• [Task material]
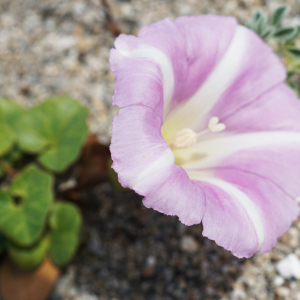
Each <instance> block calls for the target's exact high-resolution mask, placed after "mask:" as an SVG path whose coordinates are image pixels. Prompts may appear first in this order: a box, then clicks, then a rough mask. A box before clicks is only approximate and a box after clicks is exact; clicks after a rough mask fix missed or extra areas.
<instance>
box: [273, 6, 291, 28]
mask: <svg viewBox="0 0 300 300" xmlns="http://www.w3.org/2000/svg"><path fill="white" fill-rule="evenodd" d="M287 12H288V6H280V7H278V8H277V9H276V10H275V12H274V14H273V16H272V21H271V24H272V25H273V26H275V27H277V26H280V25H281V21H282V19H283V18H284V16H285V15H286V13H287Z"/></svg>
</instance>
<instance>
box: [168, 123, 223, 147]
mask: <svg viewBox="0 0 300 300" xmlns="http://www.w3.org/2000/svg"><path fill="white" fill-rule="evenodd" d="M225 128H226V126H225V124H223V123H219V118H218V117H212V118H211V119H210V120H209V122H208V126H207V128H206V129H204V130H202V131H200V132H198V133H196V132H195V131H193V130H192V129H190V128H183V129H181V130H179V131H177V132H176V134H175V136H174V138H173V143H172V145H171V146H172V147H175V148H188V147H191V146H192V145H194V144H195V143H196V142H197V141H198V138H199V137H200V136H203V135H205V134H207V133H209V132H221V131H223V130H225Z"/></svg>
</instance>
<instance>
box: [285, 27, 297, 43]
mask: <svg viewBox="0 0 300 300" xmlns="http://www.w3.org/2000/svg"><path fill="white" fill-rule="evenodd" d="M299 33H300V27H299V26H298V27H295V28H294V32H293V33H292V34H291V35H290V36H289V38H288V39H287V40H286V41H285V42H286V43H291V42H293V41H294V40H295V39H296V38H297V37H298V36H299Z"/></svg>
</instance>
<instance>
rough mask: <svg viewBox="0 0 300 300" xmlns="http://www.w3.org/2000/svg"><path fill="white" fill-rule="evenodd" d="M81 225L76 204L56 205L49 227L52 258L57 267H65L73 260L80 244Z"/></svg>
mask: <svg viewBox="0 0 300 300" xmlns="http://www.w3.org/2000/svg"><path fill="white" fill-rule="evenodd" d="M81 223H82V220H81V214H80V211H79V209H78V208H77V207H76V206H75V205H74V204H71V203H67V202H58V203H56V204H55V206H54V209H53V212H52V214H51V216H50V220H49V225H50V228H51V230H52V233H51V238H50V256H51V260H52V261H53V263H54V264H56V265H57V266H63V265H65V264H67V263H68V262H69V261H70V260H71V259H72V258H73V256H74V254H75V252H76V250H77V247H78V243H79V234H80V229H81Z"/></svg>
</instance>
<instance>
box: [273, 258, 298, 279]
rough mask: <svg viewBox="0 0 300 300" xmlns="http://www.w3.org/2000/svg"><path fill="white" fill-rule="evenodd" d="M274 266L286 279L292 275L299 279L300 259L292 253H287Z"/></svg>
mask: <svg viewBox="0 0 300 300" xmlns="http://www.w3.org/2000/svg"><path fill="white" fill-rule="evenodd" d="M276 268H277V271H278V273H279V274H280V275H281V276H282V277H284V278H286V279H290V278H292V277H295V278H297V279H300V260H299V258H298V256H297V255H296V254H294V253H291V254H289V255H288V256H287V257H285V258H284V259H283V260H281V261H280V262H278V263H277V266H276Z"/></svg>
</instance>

• [Exercise prompt] Please identify every line in the items above that contains the word "rough" and copy each of those lines in full. Case counts, so a line matches only if its capital and lowercase letters are the same as in the word.

• [Response area]
Each <instance> block calls for the target's exact high-resolution mask, placed after "mask:" as an SVG path whose coordinates are image pixels. Prompts may appear first in this order: a box, then clicks, then a rough mask. A box before clicks is only approximate and a box after clicks is exact; clicks after a rough mask fix missed or extra areas.
rough mask: <svg viewBox="0 0 300 300" xmlns="http://www.w3.org/2000/svg"><path fill="white" fill-rule="evenodd" d="M81 225L76 204L56 205L49 227L52 258L57 267H65L73 260L80 244Z"/></svg>
rough mask: <svg viewBox="0 0 300 300" xmlns="http://www.w3.org/2000/svg"><path fill="white" fill-rule="evenodd" d="M274 266L286 279L292 275L299 279L300 259L292 253H287Z"/></svg>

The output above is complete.